Quoted text -
────────────────────

Important attributes are 'type' => OPERATORTYPE (use constants as
exported by Math::Symbolic::ExportConstants!) and 'operands=>[op1,op2,...]'.
Where the operands themselves may either be valid Math::Symbolic::* objects
or strings that will be parsed as such.
Special case: if no hash reference was found, first
argument is assumed to be the operator's symbol and the operator
is assumed to be binary. The following 2 arguments will be treated as
operands. This special case will ignore attempts to clone objects but if
the operands are no valid Math::Symbolic::* objects, they will be sent
through a Math::Symbolic::Parser to construct Math::Symbolic trees.
Returns a Math::Symbolic::Operator.
Supported operator symbols: (number of operands and their
function in parens)
+ => sum (2)
- => difference (2)
* => product (2)
/ => division (2)
log => logarithm (2: base, function)
^ => exponentiation (2: base, exponent)
neg => unary minus (1)
partial_derivative => partial derivative (2: function, var)
total_derivative => total derivative (2: function, var)
sin => sine (1)
cos => cosine (1)
tan => tangent (1)
cot => cotangent (1)
asin => arc sine (1)
acos => arc cosine (1)

────────────────────

Given material -
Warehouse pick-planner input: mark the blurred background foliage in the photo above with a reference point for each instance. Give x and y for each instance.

────────────────────

Given problem 1 - Put this sentence from the Math::Symbolic operator documentation into Spanish: "The following 2 arguments will be treated as operands."
Given problem 2 - Reproduce the passage of the Math::Symbolic operator documentation starting with "Where the operands" and going on through "Returns a Math::Symbolic::Operator.".
Given problem 3 - Carry on the Math::Symbolic operator documentation from its final line.

Written response 1 - Los 2 argumentos siguientes se tratarán como operandos.

Written response 2 -
Where the operands themselves may either be valid Math::Symbolic::* objects
or strings that will be parsed as such.
Special case: if no hash reference was found, first
argument is assumed to be the operator's symbol and the operator
is assumed to be binary. The following 2 arguments will be treated as
operands. This special case will ignore attempts to clone objects but if
the operands are no valid Math::Symbolic::* objects, they will be sent
through a Math::Symbolic::Parser to construct Math::Symbolic trees.
Returns a Math::Symbolic::Operator.

Written response 3 -
atan => arc tangent (1)
atan2 => arc tangent of y/x (2: y, x)
acot => arc cotangent (1)
sinh => hyperbolic sine (1)
cosh => hyperbolic cosine (1)
asinh => hyperbolic area sine (1)
acosh => hyperbolic area cosine (1)
=cut
sub new {
my $proto = shift;
my $class = ref($proto) || $proto;
if ( @_ and not( ref( $_[0] ) eq 'HASH' ) ) {
my $symbol = shift;
my $type = $Op_Symbols{$symbol};
croak "Invalid operator type specified ($symbol)."
unless defined $type;
my $operands = [ @_[ 0 .. $Op_Types[$type]{arity} - 1 ] ];
croak "Undefined operands not supported by "
. "Math::Symbolic::Operator objects."
if grep +( not defined($_) ), @$operands;
@$operands =
map {
ref($_) =~ /^Math::Symbolic/
? $_
: Math::Symbolic::parse_from_string($_)
} @$operands;
return bless {
type => $type,
operands => $operands,
} => $class;
}
my %args;
%args = %{ $_[0] } if @_;
# and ref( $_[0] ) eq 'HASH';
# above condition isn't necessary since that'd otherwise have been
# the above branch.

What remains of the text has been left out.